> [EXCERPTED RECORDS]:
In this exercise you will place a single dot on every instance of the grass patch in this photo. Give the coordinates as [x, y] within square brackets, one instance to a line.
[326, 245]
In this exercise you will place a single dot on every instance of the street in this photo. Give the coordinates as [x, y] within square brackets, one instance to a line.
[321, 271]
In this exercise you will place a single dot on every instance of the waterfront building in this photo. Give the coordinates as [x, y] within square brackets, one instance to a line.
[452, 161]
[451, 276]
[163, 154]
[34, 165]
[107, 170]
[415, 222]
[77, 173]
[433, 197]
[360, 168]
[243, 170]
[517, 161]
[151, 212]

==

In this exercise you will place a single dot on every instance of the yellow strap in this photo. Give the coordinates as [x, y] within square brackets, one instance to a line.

> [AIM]: Count the lines in the listing above that contain the string "building", treating uppercase and lowercase as different. Reply with the number alone.

> [SOLUTION TO THE EXERCISE]: 1